(The data begins)
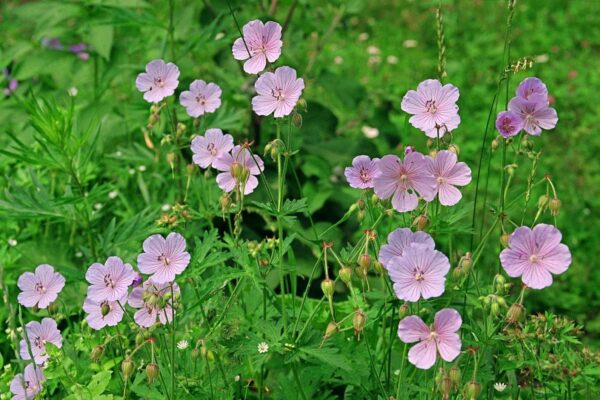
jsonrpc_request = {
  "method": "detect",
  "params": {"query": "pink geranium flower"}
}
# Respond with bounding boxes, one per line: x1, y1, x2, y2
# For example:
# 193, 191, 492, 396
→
508, 94, 558, 136
191, 128, 234, 169
344, 155, 380, 189
516, 77, 548, 101
86, 257, 136, 302
378, 228, 435, 269
496, 110, 524, 138
373, 152, 437, 213
252, 66, 304, 118
401, 79, 461, 138
232, 20, 282, 74
128, 281, 180, 328
135, 59, 180, 103
19, 318, 62, 365
83, 295, 126, 330
428, 150, 472, 206
10, 364, 45, 400
388, 243, 450, 302
213, 145, 265, 195
17, 264, 65, 309
137, 232, 190, 284
500, 224, 571, 289
179, 80, 222, 117
398, 308, 462, 369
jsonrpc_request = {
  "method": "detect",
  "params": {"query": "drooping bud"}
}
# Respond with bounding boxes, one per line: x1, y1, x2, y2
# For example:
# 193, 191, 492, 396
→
145, 363, 159, 384
219, 194, 231, 212
413, 215, 428, 231
358, 254, 371, 270
500, 233, 510, 248
296, 98, 307, 111
191, 347, 200, 360
135, 333, 145, 346
426, 138, 434, 149
166, 152, 176, 169
459, 252, 472, 273
339, 267, 352, 285
429, 149, 438, 158
121, 358, 134, 378
176, 122, 186, 137
398, 303, 409, 319
321, 279, 334, 298
453, 267, 464, 281
371, 194, 379, 205
549, 197, 561, 216
353, 310, 367, 336
507, 303, 525, 324
449, 365, 461, 387
521, 135, 533, 151
537, 194, 549, 209
324, 322, 338, 339
448, 144, 460, 155
490, 302, 501, 317
491, 137, 499, 151
230, 162, 249, 183
91, 345, 105, 362
355, 265, 368, 280
101, 302, 111, 317
464, 380, 481, 399
292, 112, 303, 128
357, 209, 365, 222
373, 260, 385, 275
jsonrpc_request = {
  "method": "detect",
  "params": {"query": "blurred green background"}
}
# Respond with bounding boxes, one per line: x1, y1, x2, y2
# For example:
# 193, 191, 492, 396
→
1, 0, 599, 346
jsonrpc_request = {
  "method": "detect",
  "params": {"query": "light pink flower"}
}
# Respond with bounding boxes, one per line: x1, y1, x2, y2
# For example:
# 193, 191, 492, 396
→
232, 20, 282, 74
179, 80, 222, 117
378, 228, 434, 269
135, 59, 180, 103
17, 264, 65, 309
83, 295, 126, 330
372, 152, 437, 213
86, 257, 136, 302
252, 66, 304, 118
500, 224, 571, 289
516, 77, 548, 101
428, 150, 472, 206
398, 308, 462, 369
388, 243, 450, 302
19, 318, 62, 365
401, 79, 461, 138
191, 128, 234, 169
128, 281, 180, 328
137, 232, 190, 284
213, 145, 265, 195
508, 94, 558, 136
344, 155, 380, 189
10, 364, 45, 400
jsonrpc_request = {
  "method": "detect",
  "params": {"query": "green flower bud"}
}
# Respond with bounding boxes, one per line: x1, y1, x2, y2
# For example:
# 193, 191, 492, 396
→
449, 365, 461, 386
321, 279, 334, 298
464, 380, 481, 399
398, 303, 410, 319
413, 215, 428, 231
91, 345, 105, 362
101, 302, 111, 317
358, 254, 371, 270
353, 310, 367, 336
491, 302, 501, 317
549, 197, 561, 216
373, 260, 385, 275
491, 137, 499, 151
538, 194, 549, 209
324, 322, 338, 339
122, 358, 134, 378
146, 363, 159, 384
507, 303, 525, 324
292, 112, 303, 128
339, 267, 352, 285
500, 233, 510, 248
448, 143, 460, 155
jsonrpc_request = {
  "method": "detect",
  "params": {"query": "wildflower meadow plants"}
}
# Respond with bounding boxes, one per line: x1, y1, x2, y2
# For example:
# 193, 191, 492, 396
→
(The data ends)
• [Aim of the task] An exact copy of the data is required, with the pictures excluded.

• [Completed task]
jsonrpc_request = {
  "method": "detect",
  "params": {"query": "pink geranium flower"}
}
# Respond with bounding boxes, one per line: x1, y1, x2, y2
# For example:
# 193, 191, 492, 396
→
508, 94, 558, 136
191, 128, 234, 169
344, 155, 380, 189
516, 77, 548, 101
86, 257, 136, 302
378, 228, 435, 269
496, 110, 524, 138
373, 152, 437, 213
252, 66, 304, 118
401, 79, 461, 138
232, 20, 282, 74
128, 281, 180, 328
135, 59, 180, 103
19, 318, 62, 365
83, 295, 126, 330
428, 150, 472, 206
10, 364, 45, 400
388, 243, 450, 302
213, 145, 265, 195
17, 264, 65, 309
137, 232, 190, 284
500, 224, 571, 289
179, 80, 222, 117
398, 308, 462, 369
jsonrpc_request = {
  "method": "detect",
  "params": {"query": "drooping bud"}
}
# Respond with bounding boxes, one per line: x1, y1, x2, y2
# For example:
# 193, 191, 492, 396
→
145, 363, 159, 384
219, 194, 231, 212
413, 215, 428, 231
358, 254, 371, 270
500, 233, 510, 248
296, 98, 307, 111
191, 347, 200, 360
135, 333, 145, 346
426, 138, 434, 149
166, 152, 176, 169
459, 252, 472, 273
339, 267, 352, 285
429, 149, 438, 158
121, 358, 134, 378
176, 122, 186, 137
398, 303, 409, 319
321, 279, 334, 298
453, 267, 464, 281
371, 194, 379, 205
549, 197, 561, 216
353, 310, 367, 336
507, 303, 525, 324
449, 365, 461, 387
521, 135, 533, 151
537, 194, 549, 209
324, 322, 338, 339
448, 144, 460, 155
490, 302, 501, 317
491, 137, 499, 151
230, 162, 249, 183
91, 345, 105, 362
355, 265, 368, 280
101, 302, 111, 317
464, 380, 481, 399
292, 112, 303, 128
357, 209, 365, 222
373, 260, 385, 275
jsonrpc_request = {
  "method": "detect",
  "params": {"query": "blurred green background"}
}
# Respond with bounding boxes, one per line: x1, y1, x2, y2
# For example:
# 193, 191, 492, 396
→
1, 0, 599, 346
jsonrpc_request = {
  "method": "detect",
  "params": {"query": "light pink flower"}
}
# Respond with bounding boxes, one per line: x1, y1, x2, y2
# For example:
# 193, 191, 492, 396
→
232, 20, 282, 74
179, 80, 222, 117
378, 228, 434, 269
135, 59, 180, 103
17, 264, 65, 309
83, 295, 126, 330
372, 152, 437, 213
86, 257, 136, 302
252, 66, 304, 118
500, 224, 571, 289
516, 77, 548, 101
428, 150, 472, 206
398, 308, 462, 369
388, 243, 450, 302
19, 318, 62, 365
401, 79, 461, 138
191, 128, 234, 169
128, 281, 180, 328
137, 232, 190, 284
213, 145, 265, 195
508, 94, 558, 136
344, 155, 380, 189
10, 364, 45, 400
jsonrpc_request = {
  "method": "detect",
  "params": {"query": "green flower bud"}
}
# Respond with bounding boxes, one per line: x1, y1, x2, y2
# For example:
# 193, 191, 492, 396
→
449, 365, 461, 386
321, 279, 334, 298
464, 380, 481, 399
398, 303, 410, 319
413, 215, 428, 231
91, 345, 105, 362
101, 302, 111, 317
358, 254, 371, 270
353, 310, 367, 336
491, 302, 501, 317
549, 197, 561, 216
373, 260, 385, 275
491, 137, 499, 151
538, 194, 549, 209
324, 322, 338, 339
122, 358, 134, 378
146, 363, 159, 384
507, 303, 525, 324
292, 112, 303, 128
339, 267, 352, 285
500, 233, 510, 248
448, 143, 460, 155
jsonrpc_request = {
  "method": "detect",
  "params": {"query": "wildflower meadow plants"}
}
# Respond with bounding boxes, one per line: x1, y1, x2, y2
# For example:
# 193, 191, 492, 396
→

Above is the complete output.